───── Data in this exercise ─────

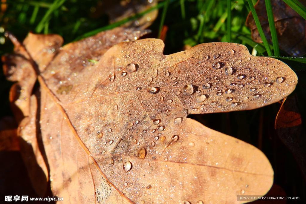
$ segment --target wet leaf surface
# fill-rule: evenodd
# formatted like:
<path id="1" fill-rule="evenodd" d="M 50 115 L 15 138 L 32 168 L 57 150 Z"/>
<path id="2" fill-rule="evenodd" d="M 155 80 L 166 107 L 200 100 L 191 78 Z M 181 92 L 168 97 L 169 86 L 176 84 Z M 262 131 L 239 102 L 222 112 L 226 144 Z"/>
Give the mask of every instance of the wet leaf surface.
<path id="1" fill-rule="evenodd" d="M 25 118 L 33 122 L 19 128 L 43 144 L 54 194 L 72 203 L 193 203 L 265 194 L 273 172 L 261 151 L 187 116 L 276 102 L 294 89 L 295 73 L 235 43 L 168 55 L 155 39 L 109 49 L 144 33 L 122 31 L 66 45 L 39 69 Z"/>
<path id="2" fill-rule="evenodd" d="M 275 121 L 275 129 L 282 141 L 292 153 L 306 178 L 306 135 L 297 102 L 297 96 L 283 102 Z"/>
<path id="3" fill-rule="evenodd" d="M 280 49 L 293 57 L 306 54 L 305 20 L 281 0 L 271 0 L 275 27 Z M 306 5 L 305 1 L 300 1 Z M 272 44 L 264 0 L 259 0 L 254 6 L 259 20 L 268 41 Z M 263 42 L 252 13 L 250 12 L 245 24 L 252 32 L 252 38 L 257 43 Z"/>

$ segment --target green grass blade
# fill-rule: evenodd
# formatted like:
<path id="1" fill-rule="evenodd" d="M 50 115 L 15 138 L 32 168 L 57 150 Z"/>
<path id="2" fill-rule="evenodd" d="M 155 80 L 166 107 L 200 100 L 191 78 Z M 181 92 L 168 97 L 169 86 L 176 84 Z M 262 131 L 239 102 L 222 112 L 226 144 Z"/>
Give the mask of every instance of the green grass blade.
<path id="1" fill-rule="evenodd" d="M 175 1 L 175 0 L 173 0 L 172 1 L 170 1 L 170 3 L 172 3 Z M 121 25 L 124 24 L 127 22 L 128 22 L 130 20 L 134 20 L 146 14 L 149 12 L 151 12 L 152 11 L 155 10 L 155 9 L 160 9 L 162 7 L 164 6 L 165 3 L 165 2 L 161 2 L 159 3 L 156 6 L 151 7 L 150 9 L 146 10 L 143 12 L 137 13 L 134 16 L 127 18 L 125 18 L 121 20 L 118 21 L 118 22 L 116 22 L 116 23 L 114 23 L 112 24 L 111 24 L 105 26 L 104 26 L 102 28 L 98 28 L 97 29 L 95 29 L 91 31 L 85 33 L 80 36 L 78 37 L 75 39 L 75 40 L 79 40 L 84 38 L 87 38 L 88 37 L 93 35 L 95 35 L 100 32 L 106 31 L 107 30 L 110 30 L 110 29 L 112 29 L 113 28 L 116 28 L 116 27 L 119 26 Z"/>
<path id="2" fill-rule="evenodd" d="M 186 17 L 186 13 L 185 12 L 185 0 L 181 0 L 181 12 L 182 13 L 182 19 L 185 20 Z"/>
<path id="3" fill-rule="evenodd" d="M 47 12 L 45 14 L 45 15 L 43 17 L 41 20 L 36 27 L 35 30 L 37 32 L 40 33 L 41 32 L 44 28 L 45 23 L 47 21 L 51 14 L 55 10 L 57 9 L 59 7 L 62 6 L 62 5 L 63 4 L 65 1 L 66 0 L 55 0 L 53 2 L 52 5 L 47 11 Z"/>
<path id="4" fill-rule="evenodd" d="M 227 0 L 227 42 L 232 42 L 232 34 L 231 31 L 232 27 L 232 10 L 231 9 L 231 0 Z"/>
<path id="5" fill-rule="evenodd" d="M 248 0 L 248 3 L 249 6 L 250 6 L 250 9 L 251 9 L 251 11 L 253 14 L 253 17 L 255 20 L 255 23 L 256 24 L 256 26 L 257 26 L 257 28 L 258 29 L 258 32 L 259 35 L 261 37 L 261 39 L 263 41 L 263 44 L 266 47 L 266 50 L 268 53 L 268 55 L 269 56 L 272 56 L 272 52 L 271 52 L 271 49 L 269 46 L 269 43 L 267 39 L 266 38 L 265 34 L 263 33 L 263 28 L 261 27 L 261 25 L 260 25 L 260 22 L 259 22 L 259 19 L 258 19 L 258 17 L 256 13 L 256 11 L 254 8 L 254 5 L 253 4 L 253 2 L 251 0 Z"/>
<path id="6" fill-rule="evenodd" d="M 306 57 L 272 57 L 281 60 L 294 71 L 306 70 Z"/>
<path id="7" fill-rule="evenodd" d="M 166 17 L 166 14 L 167 13 L 167 10 L 168 9 L 168 6 L 170 2 L 170 0 L 166 0 L 166 3 L 165 4 L 165 6 L 164 8 L 162 9 L 162 19 L 160 20 L 160 24 L 159 24 L 159 30 L 158 32 L 158 35 L 157 36 L 158 38 L 159 38 L 160 37 L 160 34 L 162 33 L 162 26 L 164 25 L 164 23 L 165 22 L 165 19 Z"/>
<path id="8" fill-rule="evenodd" d="M 202 42 L 203 33 L 203 28 L 204 27 L 204 22 L 205 21 L 205 16 L 203 15 L 200 16 L 200 26 L 198 31 L 198 42 Z"/>
<path id="9" fill-rule="evenodd" d="M 273 50 L 274 56 L 279 56 L 279 49 L 278 48 L 278 41 L 277 40 L 277 34 L 276 29 L 275 28 L 275 23 L 274 23 L 274 18 L 273 16 L 273 11 L 272 10 L 272 6 L 271 4 L 270 0 L 265 0 L 266 3 L 266 7 L 267 9 L 267 14 L 268 15 L 268 20 L 269 24 L 270 27 L 270 31 L 272 37 L 272 42 L 273 43 Z"/>
<path id="10" fill-rule="evenodd" d="M 37 13 L 38 13 L 38 10 L 39 10 L 39 6 L 36 6 L 34 7 L 33 13 L 32 13 L 32 16 L 30 19 L 30 24 L 33 24 L 35 23 L 35 20 L 36 19 L 36 17 L 37 16 Z"/>
<path id="11" fill-rule="evenodd" d="M 231 7 L 231 11 L 234 9 L 234 8 L 235 8 L 235 6 L 237 4 L 237 3 L 236 2 L 233 4 L 232 6 Z M 213 29 L 213 31 L 214 32 L 217 32 L 220 29 L 220 28 L 221 28 L 221 26 L 224 23 L 227 17 L 227 12 L 225 12 L 222 14 L 222 15 L 221 16 L 220 18 L 219 19 L 219 20 L 217 22 L 217 23 L 216 24 L 216 25 Z"/>
<path id="12" fill-rule="evenodd" d="M 297 0 L 283 0 L 297 13 L 306 20 L 306 8 Z"/>

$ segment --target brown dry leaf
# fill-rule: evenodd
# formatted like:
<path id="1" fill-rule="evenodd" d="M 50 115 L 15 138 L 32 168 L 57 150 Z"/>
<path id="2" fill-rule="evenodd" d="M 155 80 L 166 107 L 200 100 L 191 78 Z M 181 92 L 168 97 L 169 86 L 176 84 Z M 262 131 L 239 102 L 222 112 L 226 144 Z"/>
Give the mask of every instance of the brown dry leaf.
<path id="1" fill-rule="evenodd" d="M 99 43 L 67 45 L 38 76 L 36 129 L 54 195 L 71 203 L 237 203 L 237 195 L 268 191 L 273 172 L 261 151 L 187 117 L 279 100 L 297 83 L 286 65 L 235 43 L 168 55 L 155 39 L 88 49 Z"/>
<path id="2" fill-rule="evenodd" d="M 276 117 L 275 129 L 306 178 L 306 134 L 302 122 L 297 95 L 284 99 Z"/>
<path id="3" fill-rule="evenodd" d="M 300 1 L 306 6 L 306 1 Z M 271 0 L 271 2 L 280 49 L 293 57 L 304 55 L 306 54 L 305 20 L 282 0 Z M 258 0 L 254 7 L 265 35 L 272 44 L 264 0 Z M 262 43 L 251 12 L 248 16 L 245 24 L 251 28 L 252 38 L 254 41 Z"/>
<path id="4" fill-rule="evenodd" d="M 114 23 L 144 12 L 157 5 L 158 0 L 112 0 L 99 1 L 91 14 L 92 17 L 98 18 L 104 13 L 110 17 L 110 23 Z M 153 23 L 158 14 L 155 9 L 141 17 L 125 24 L 143 28 L 148 28 Z"/>

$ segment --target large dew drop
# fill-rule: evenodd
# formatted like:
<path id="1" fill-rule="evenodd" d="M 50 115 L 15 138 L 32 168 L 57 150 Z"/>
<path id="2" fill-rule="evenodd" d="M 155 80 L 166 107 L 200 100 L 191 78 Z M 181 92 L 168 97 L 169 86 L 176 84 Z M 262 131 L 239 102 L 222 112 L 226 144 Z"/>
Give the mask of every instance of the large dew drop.
<path id="1" fill-rule="evenodd" d="M 284 81 L 284 78 L 281 77 L 279 77 L 276 78 L 276 79 L 275 80 L 275 81 L 276 82 L 276 83 L 280 83 L 282 82 L 283 82 Z"/>
<path id="2" fill-rule="evenodd" d="M 196 97 L 194 99 L 196 103 L 201 103 L 206 99 L 206 97 L 205 95 L 201 94 Z"/>
<path id="3" fill-rule="evenodd" d="M 179 125 L 182 123 L 182 119 L 180 117 L 177 117 L 174 119 L 173 123 L 176 125 Z"/>
<path id="4" fill-rule="evenodd" d="M 123 163 L 123 169 L 126 171 L 128 172 L 132 168 L 132 163 L 129 161 L 126 161 Z"/>
<path id="5" fill-rule="evenodd" d="M 229 53 L 229 54 L 230 55 L 233 55 L 235 54 L 235 51 L 234 51 L 232 49 L 230 49 L 227 51 Z"/>
<path id="6" fill-rule="evenodd" d="M 144 147 L 143 147 L 140 149 L 140 150 L 138 152 L 138 157 L 140 159 L 144 159 L 146 157 L 147 154 L 147 151 Z"/>
<path id="7" fill-rule="evenodd" d="M 187 96 L 190 96 L 193 93 L 193 87 L 192 85 L 186 85 L 183 88 L 183 92 Z"/>
<path id="8" fill-rule="evenodd" d="M 218 62 L 215 62 L 211 65 L 211 67 L 212 67 L 212 68 L 215 69 L 218 69 L 221 66 L 221 65 L 220 65 L 220 63 Z"/>
<path id="9" fill-rule="evenodd" d="M 233 68 L 231 67 L 226 67 L 224 70 L 224 73 L 227 76 L 230 76 L 233 73 Z"/>
<path id="10" fill-rule="evenodd" d="M 136 65 L 133 64 L 130 64 L 126 66 L 126 69 L 130 72 L 134 72 L 136 71 Z"/>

─────

Render the part of the listing that opens with the line containing "--target large dew drop" and closes with the line containing "179 125 L 182" as a two-column CSV headed text and answer, placing each text on one row with its answer. Quote every field and replace line breaks with spaces.

- _Exercise solution_
text,answer
"$ segment --target large dew drop # fill-rule: evenodd # formatted like: <path id=""1"" fill-rule=""evenodd"" d=""M 50 115 L 15 138 L 32 168 L 57 150 Z""/> <path id=""2"" fill-rule=""evenodd"" d=""M 155 80 L 166 107 L 200 100 L 191 78 Z M 181 92 L 168 97 L 169 86 L 176 84 Z M 262 131 L 239 102 L 222 112 L 226 144 Z""/> Give the mask of every instance of the large dew drop.","<path id=""1"" fill-rule=""evenodd"" d=""M 284 81 L 284 78 L 281 77 L 279 77 L 276 78 L 276 79 L 275 80 L 275 81 L 276 82 L 276 83 L 280 83 L 282 82 L 283 82 Z""/> <path id=""2"" fill-rule=""evenodd"" d=""M 196 97 L 194 99 L 196 103 L 201 103 L 206 99 L 206 97 L 205 95 L 201 94 Z""/> <path id=""3"" fill-rule=""evenodd"" d=""M 179 125 L 182 123 L 182 119 L 180 117 L 177 117 L 174 119 L 173 123 L 176 125 Z""/>"